§ Instructions to follow
Below are the records. How many of their lines contain "statue"? Give only the number.

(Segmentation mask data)
▬▬▬▬▬▬▬▬▬▬

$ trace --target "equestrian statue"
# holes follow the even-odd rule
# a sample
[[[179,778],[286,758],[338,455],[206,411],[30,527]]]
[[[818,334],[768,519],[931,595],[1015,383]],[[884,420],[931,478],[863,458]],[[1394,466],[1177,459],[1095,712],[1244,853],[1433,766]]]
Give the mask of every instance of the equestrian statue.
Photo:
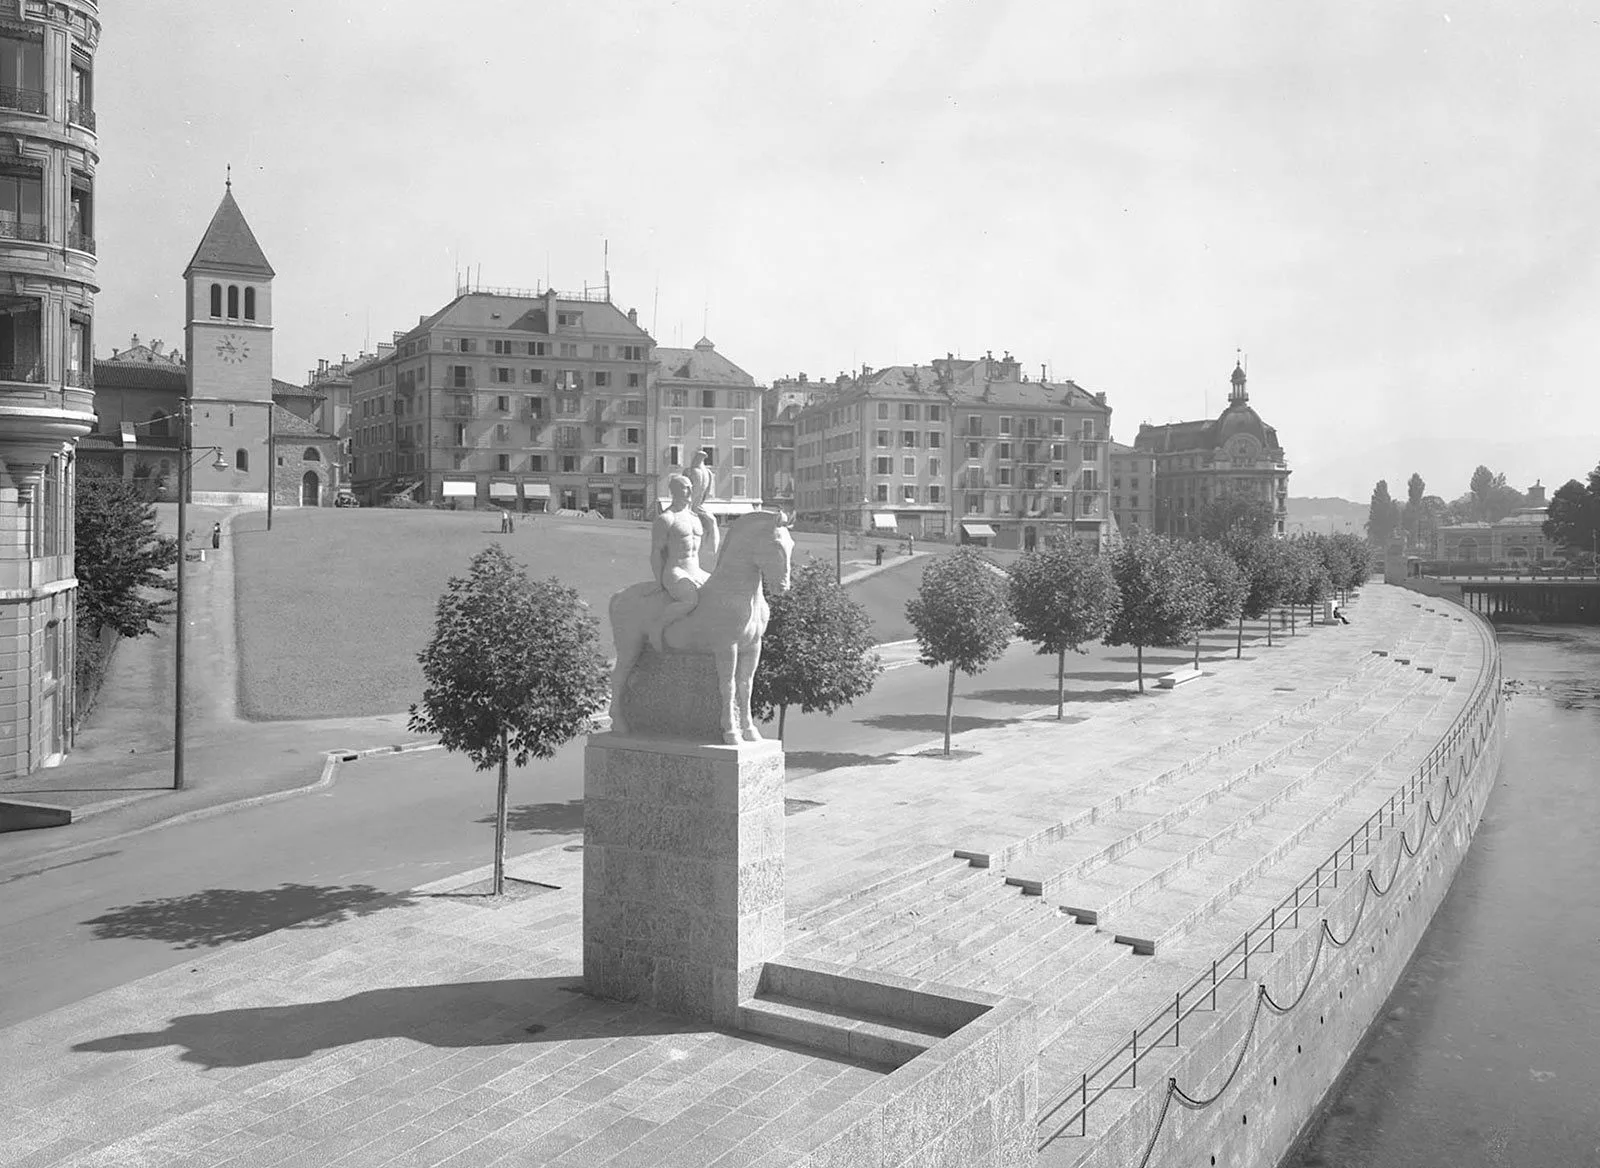
[[[789,520],[776,511],[739,516],[721,538],[716,519],[705,508],[711,471],[697,453],[691,474],[667,479],[671,505],[656,516],[650,531],[653,580],[624,588],[611,598],[611,631],[617,663],[611,678],[611,729],[628,733],[623,692],[639,656],[705,653],[716,664],[718,710],[725,743],[759,742],[750,715],[750,684],[761,660],[767,628],[762,589],[789,588],[794,540]],[[701,556],[715,567],[707,572]]]

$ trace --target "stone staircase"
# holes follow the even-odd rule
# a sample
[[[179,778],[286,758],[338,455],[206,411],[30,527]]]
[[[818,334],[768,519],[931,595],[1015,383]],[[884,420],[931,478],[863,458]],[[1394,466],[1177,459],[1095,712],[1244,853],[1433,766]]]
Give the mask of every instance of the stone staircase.
[[[1384,655],[1298,704],[1254,721],[1219,704],[1239,718],[1220,745],[1121,760],[1097,776],[1092,806],[823,905],[793,922],[790,949],[1033,999],[1040,1098],[1059,1097],[1405,780],[1459,712],[1479,652],[1470,625],[1419,606]],[[1296,696],[1306,667],[1256,666]],[[1155,1057],[1141,1081],[1159,1080]],[[1090,1134],[1136,1095],[1109,1093]]]

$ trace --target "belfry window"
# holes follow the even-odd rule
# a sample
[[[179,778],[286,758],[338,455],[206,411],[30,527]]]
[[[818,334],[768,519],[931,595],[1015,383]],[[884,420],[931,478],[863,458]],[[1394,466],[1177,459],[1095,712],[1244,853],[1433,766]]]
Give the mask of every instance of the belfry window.
[[[222,315],[222,285],[211,285],[211,315]]]
[[[250,452],[248,450],[241,447],[233,452],[233,469],[245,471],[250,469]]]
[[[244,318],[246,320],[254,320],[256,318],[256,290],[254,288],[246,288],[244,290]]]
[[[239,319],[239,285],[228,285],[228,319]]]

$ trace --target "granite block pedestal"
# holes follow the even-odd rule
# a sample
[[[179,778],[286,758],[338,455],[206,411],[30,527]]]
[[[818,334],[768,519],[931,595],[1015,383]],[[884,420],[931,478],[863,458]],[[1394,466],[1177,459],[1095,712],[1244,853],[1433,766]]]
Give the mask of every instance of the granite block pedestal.
[[[732,1025],[783,948],[783,747],[596,734],[584,756],[591,993]]]

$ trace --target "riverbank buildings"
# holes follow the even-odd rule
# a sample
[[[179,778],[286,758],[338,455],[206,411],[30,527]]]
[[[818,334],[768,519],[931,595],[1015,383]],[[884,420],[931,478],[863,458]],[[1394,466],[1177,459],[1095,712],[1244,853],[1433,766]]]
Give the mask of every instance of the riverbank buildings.
[[[1111,447],[1111,517],[1118,533],[1156,529],[1155,456],[1121,442]]]
[[[1133,447],[1155,462],[1155,530],[1197,538],[1206,504],[1228,495],[1258,499],[1284,534],[1289,464],[1278,432],[1250,404],[1242,365],[1230,378],[1228,405],[1214,419],[1139,427]]]
[[[357,497],[644,518],[654,348],[605,289],[462,286],[351,371]]]
[[[0,778],[60,760],[76,719],[77,442],[94,425],[88,0],[0,14]]]
[[[796,509],[868,534],[1099,545],[1110,426],[1103,393],[1034,380],[1009,353],[863,367],[796,416]]]
[[[712,473],[707,511],[738,515],[761,506],[762,394],[706,337],[692,349],[655,350],[649,430],[658,507],[671,502],[667,478],[686,470],[696,451],[705,452]]]

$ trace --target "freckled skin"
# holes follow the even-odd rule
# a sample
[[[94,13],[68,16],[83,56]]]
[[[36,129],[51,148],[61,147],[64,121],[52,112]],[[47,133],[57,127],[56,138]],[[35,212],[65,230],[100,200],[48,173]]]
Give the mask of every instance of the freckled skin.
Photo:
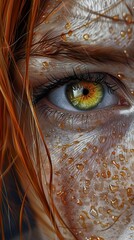
[[[67,7],[63,7],[48,19],[48,23],[43,22],[35,30],[36,36],[33,41],[37,41],[44,35],[47,27],[57,29],[58,26],[59,34],[65,32],[66,29],[77,28],[87,22],[87,16],[89,16],[87,9],[102,10],[103,12],[105,8],[107,9],[115,2],[117,1],[100,0],[95,4],[90,0],[76,1],[76,5],[73,5],[70,12]],[[133,1],[126,2],[129,2],[129,7],[134,12]],[[108,11],[107,14],[122,18],[130,16],[129,10],[123,2]],[[90,18],[92,19],[93,16],[91,14]],[[128,20],[130,18],[126,19],[126,21]],[[53,32],[55,35],[56,31],[53,30]],[[90,37],[85,39],[83,38],[84,34],[89,34]],[[133,37],[133,25],[128,22],[119,25],[106,19],[104,22],[99,19],[98,22],[94,21],[88,27],[79,28],[75,34],[67,36],[66,41],[80,41],[91,45],[100,44],[100,46],[106,44],[126,49],[131,46]],[[50,61],[50,64],[55,61],[46,58],[44,62],[47,60]],[[38,62],[31,59],[30,74],[34,70],[38,76],[40,69],[42,75],[38,78],[41,79],[43,73],[47,72],[46,66],[49,71],[48,64],[43,66],[40,59]],[[123,69],[120,64],[114,69],[110,65],[106,67],[99,64],[97,68],[98,71],[116,75],[121,72],[125,76],[125,82],[130,79],[126,84],[129,87],[131,83],[133,90],[133,63],[131,67],[126,66]],[[60,111],[62,112],[62,110]],[[100,114],[104,114],[103,109]],[[85,128],[82,126],[85,124],[83,122],[79,124],[79,128],[75,127],[77,126],[75,119],[72,126],[70,122],[73,117],[71,120],[69,117],[65,119],[64,122],[58,117],[53,119],[47,110],[44,110],[44,114],[39,117],[52,159],[53,199],[59,214],[78,240],[134,239],[133,104],[131,103],[131,108],[127,113],[121,107],[116,113],[113,110],[110,114],[109,111],[105,121],[104,119],[101,121],[99,114],[94,115],[96,127],[94,126],[93,129],[90,128],[93,119],[91,122],[88,120]],[[43,151],[42,155],[44,156]],[[73,238],[69,238],[65,234],[65,239]]]

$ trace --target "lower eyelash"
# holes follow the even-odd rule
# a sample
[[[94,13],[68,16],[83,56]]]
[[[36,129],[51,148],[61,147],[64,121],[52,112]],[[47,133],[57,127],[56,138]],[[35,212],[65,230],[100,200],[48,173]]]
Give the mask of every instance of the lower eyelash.
[[[40,106],[39,111],[39,119],[43,118],[43,122],[50,124],[51,127],[58,127],[62,130],[73,130],[73,131],[92,131],[94,129],[97,130],[98,127],[102,127],[102,125],[106,125],[112,120],[119,116],[119,107],[123,109],[123,107],[129,108],[130,105],[128,102],[121,106],[114,106],[112,108],[105,109],[97,109],[94,111],[88,111],[86,113],[77,113],[77,112],[67,112],[60,111],[59,109],[54,109],[51,104],[49,106],[44,104]]]

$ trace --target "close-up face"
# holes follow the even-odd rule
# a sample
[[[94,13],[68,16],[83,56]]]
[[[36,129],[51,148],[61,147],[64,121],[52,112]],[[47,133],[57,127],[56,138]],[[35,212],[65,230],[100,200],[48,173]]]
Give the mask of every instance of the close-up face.
[[[32,43],[44,192],[75,239],[134,239],[134,1],[50,1]]]

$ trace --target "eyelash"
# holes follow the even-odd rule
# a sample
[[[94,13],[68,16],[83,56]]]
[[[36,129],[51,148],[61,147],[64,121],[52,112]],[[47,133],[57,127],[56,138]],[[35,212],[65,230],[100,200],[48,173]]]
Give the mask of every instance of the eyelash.
[[[96,78],[96,81],[93,81],[93,75],[98,76]],[[56,126],[56,128],[58,126],[59,128],[65,128],[68,130],[92,131],[93,129],[100,127],[100,125],[107,124],[109,121],[112,121],[112,119],[114,120],[114,117],[119,114],[118,107],[120,104],[114,106],[113,108],[97,109],[94,111],[69,112],[64,109],[58,109],[57,107],[53,106],[53,104],[50,104],[49,101],[47,101],[47,96],[51,90],[61,87],[64,84],[70,83],[72,81],[82,81],[83,78],[87,81],[96,82],[96,84],[105,84],[109,93],[111,94],[119,89],[120,100],[123,102],[121,106],[130,106],[129,101],[126,101],[126,99],[128,99],[127,89],[119,79],[107,73],[94,72],[78,75],[74,71],[73,75],[65,76],[61,79],[52,77],[51,79],[48,79],[48,85],[42,84],[39,87],[33,89],[33,105],[35,107],[37,105],[38,116],[40,119],[42,119],[43,116],[43,123],[52,123],[52,126]],[[107,81],[107,78],[111,78],[111,81],[113,81],[113,83],[109,83]],[[120,90],[124,93],[126,98],[123,98],[123,94],[120,94]],[[45,99],[45,101],[43,99]]]
[[[105,81],[104,78],[106,78],[106,75],[108,75],[108,74],[106,74],[106,73],[94,73],[94,74],[98,75],[98,78],[95,81],[92,80],[93,77],[92,77],[91,73],[77,75],[77,73],[75,71],[74,71],[74,75],[66,76],[61,79],[54,78],[54,77],[52,77],[51,79],[47,79],[49,82],[49,85],[42,84],[33,90],[33,95],[32,95],[33,105],[36,106],[54,88],[58,88],[60,86],[63,86],[65,83],[69,83],[72,81],[75,81],[77,83],[82,80],[87,80],[87,81],[95,82],[96,84],[103,83],[107,86],[108,91],[111,94],[113,94],[114,91],[116,91],[118,89],[117,83],[112,84],[112,83],[108,83],[107,81]]]

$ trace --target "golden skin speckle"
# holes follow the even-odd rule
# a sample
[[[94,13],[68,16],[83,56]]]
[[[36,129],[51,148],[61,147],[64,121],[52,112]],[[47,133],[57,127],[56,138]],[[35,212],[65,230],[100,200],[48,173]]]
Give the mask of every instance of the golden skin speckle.
[[[89,4],[88,1],[87,3]],[[107,27],[105,32],[99,18],[92,24],[87,24],[85,20],[84,27],[77,31],[72,28],[71,19],[64,18],[61,29],[58,23],[60,41],[73,43],[81,41],[89,44],[90,36],[93,34],[92,44],[101,43],[109,46],[114,44],[116,47],[120,44],[120,47],[123,46],[124,55],[129,57],[126,41],[128,36],[133,37],[132,19],[126,15],[128,14],[126,8],[123,10],[126,11],[123,16],[118,15],[118,12],[121,12],[120,8],[117,10],[107,12],[107,15],[111,14],[113,17],[115,25],[112,20],[108,20],[106,25],[106,21],[102,21]],[[118,24],[121,17],[125,20],[125,27],[122,23]],[[77,25],[81,26],[78,16],[76,19]],[[52,19],[49,20],[52,22]],[[52,24],[57,27],[55,19]],[[90,33],[90,36],[84,39],[84,34],[87,33]],[[110,73],[113,68],[113,66],[110,68]],[[92,67],[90,69],[92,70]],[[102,64],[98,69],[102,70]],[[107,66],[104,71],[107,72]],[[114,76],[119,80],[128,78],[122,66],[116,69]],[[131,92],[133,94],[133,89]],[[59,110],[61,114],[50,110],[51,114],[44,110],[39,121],[44,136],[47,136],[45,141],[53,167],[53,201],[59,214],[78,240],[86,238],[117,240],[122,228],[125,229],[132,220],[130,216],[134,204],[133,112],[128,111],[128,115],[125,115],[122,107],[119,107],[118,111],[101,110],[99,114],[92,111],[85,113],[86,117],[83,120],[76,119],[71,112],[66,115],[62,110]],[[44,150],[42,152],[45,161]],[[42,175],[44,176],[44,170]],[[121,225],[122,223],[124,225]]]

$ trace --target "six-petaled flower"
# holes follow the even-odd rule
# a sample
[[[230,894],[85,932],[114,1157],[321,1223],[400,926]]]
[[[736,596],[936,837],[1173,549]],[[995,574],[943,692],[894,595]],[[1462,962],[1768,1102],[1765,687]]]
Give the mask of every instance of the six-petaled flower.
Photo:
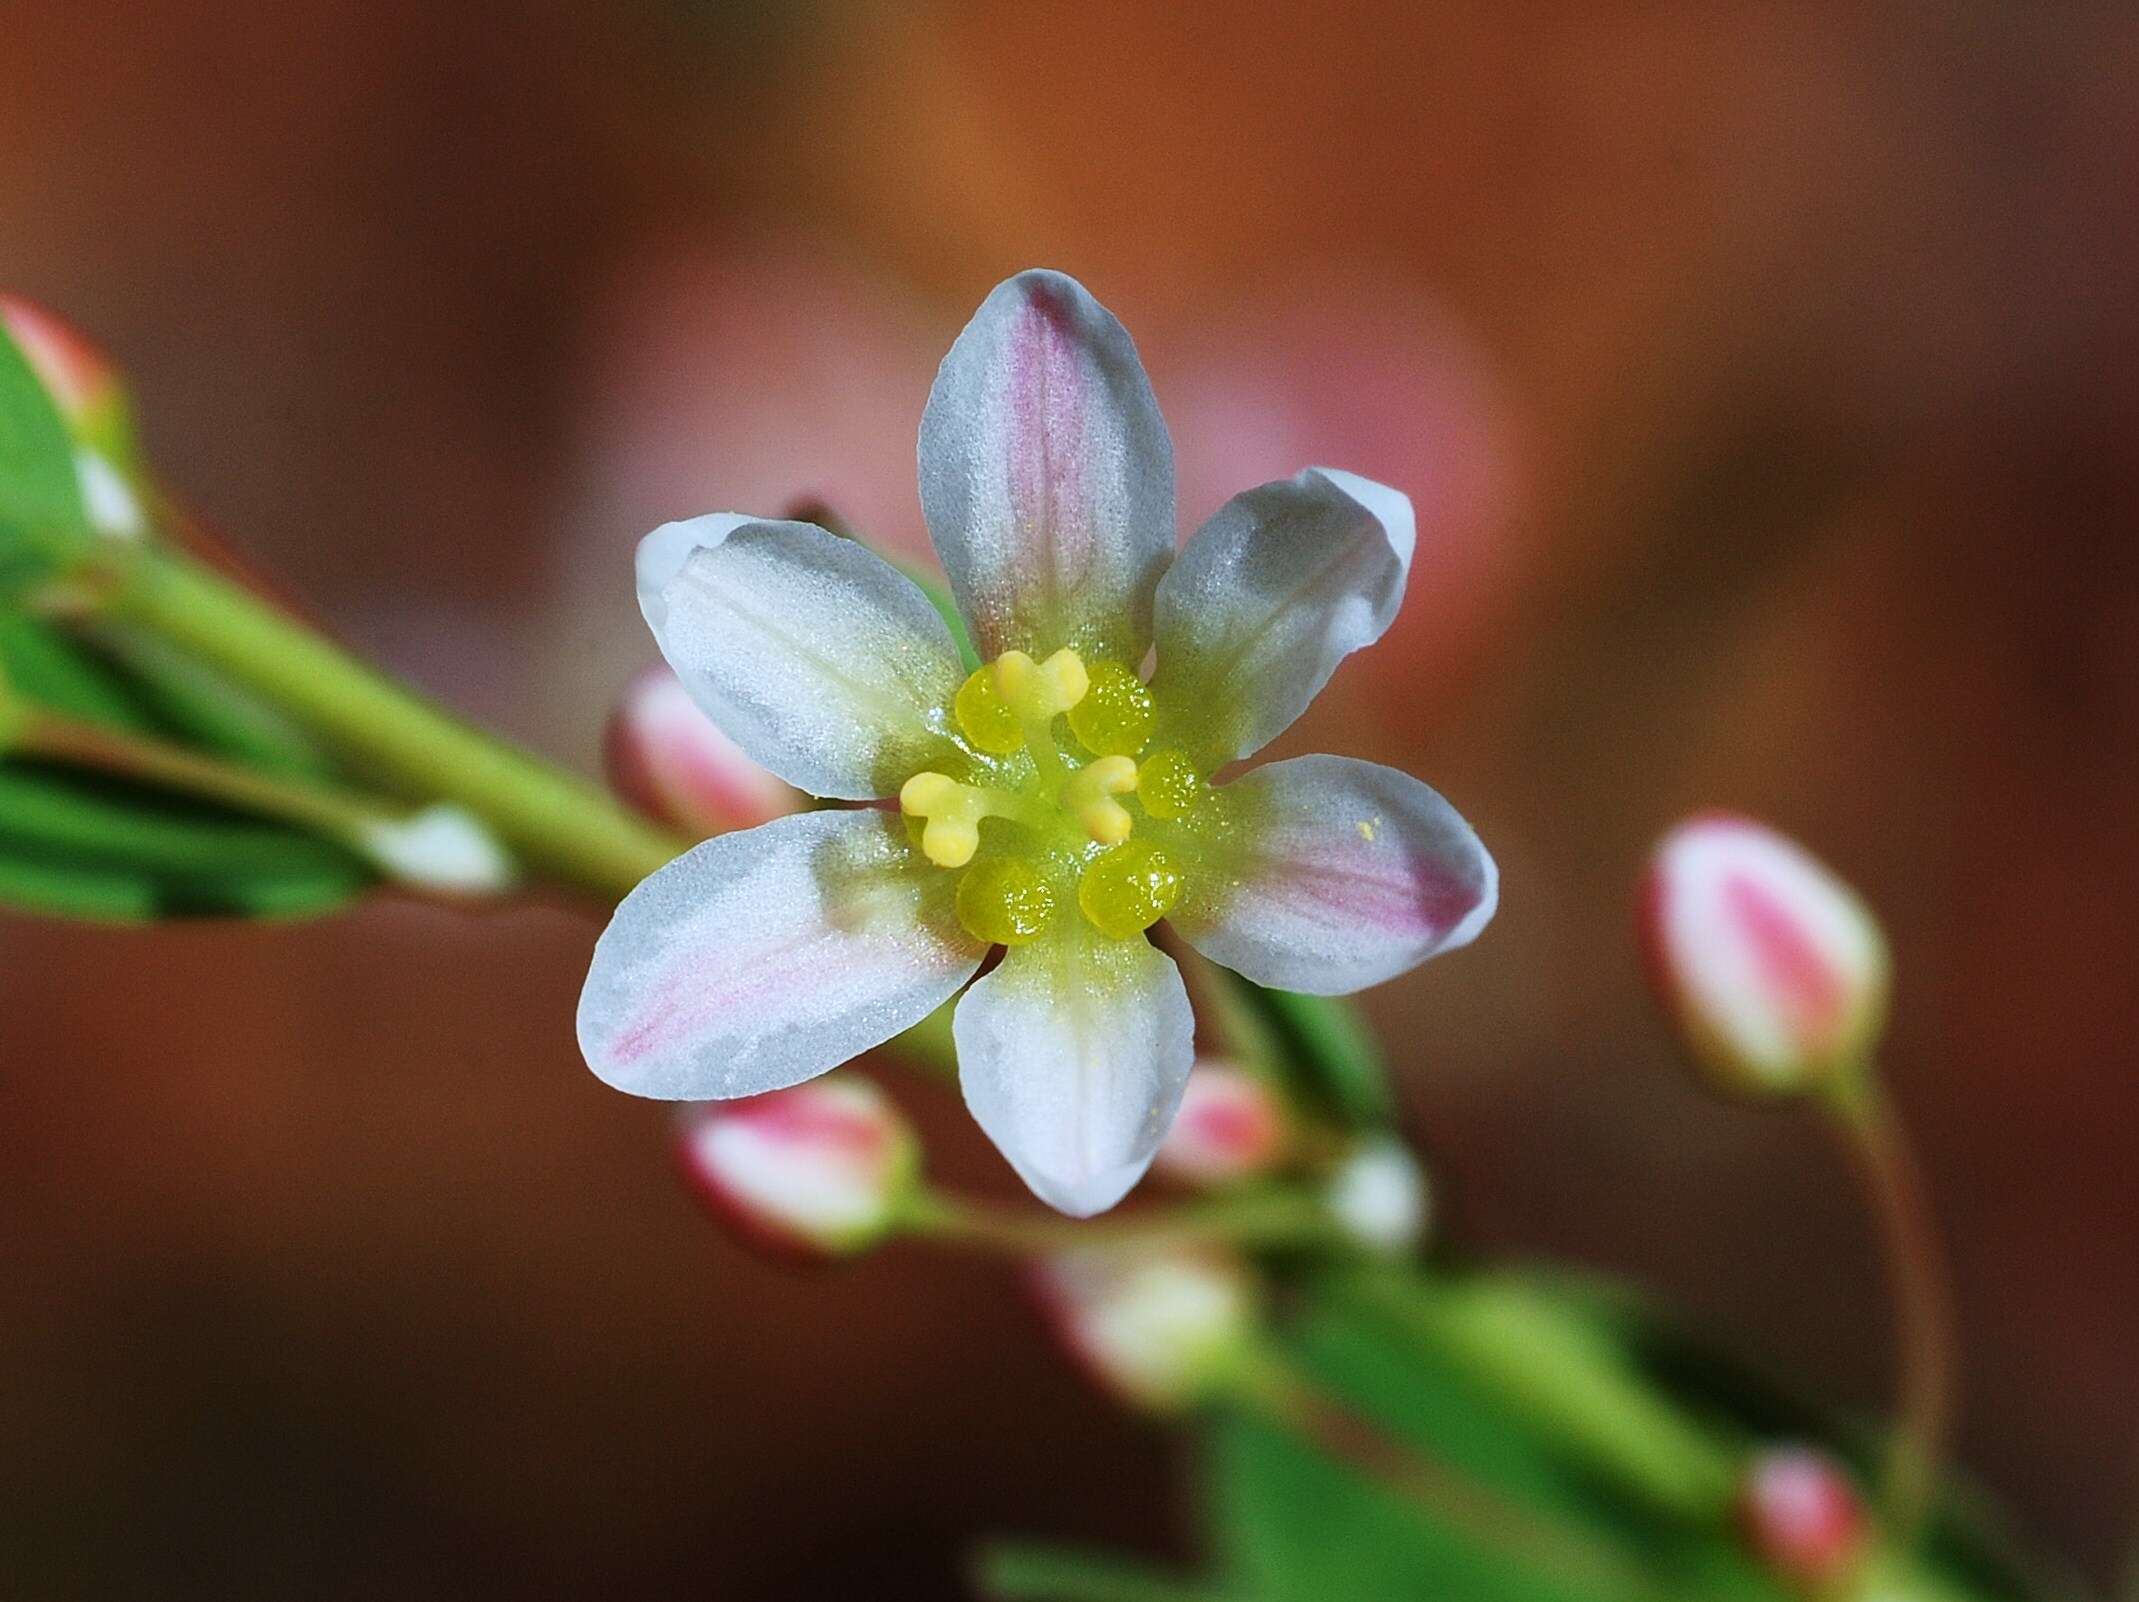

▬▬▬▬▬▬▬▬▬▬

§ Your response
2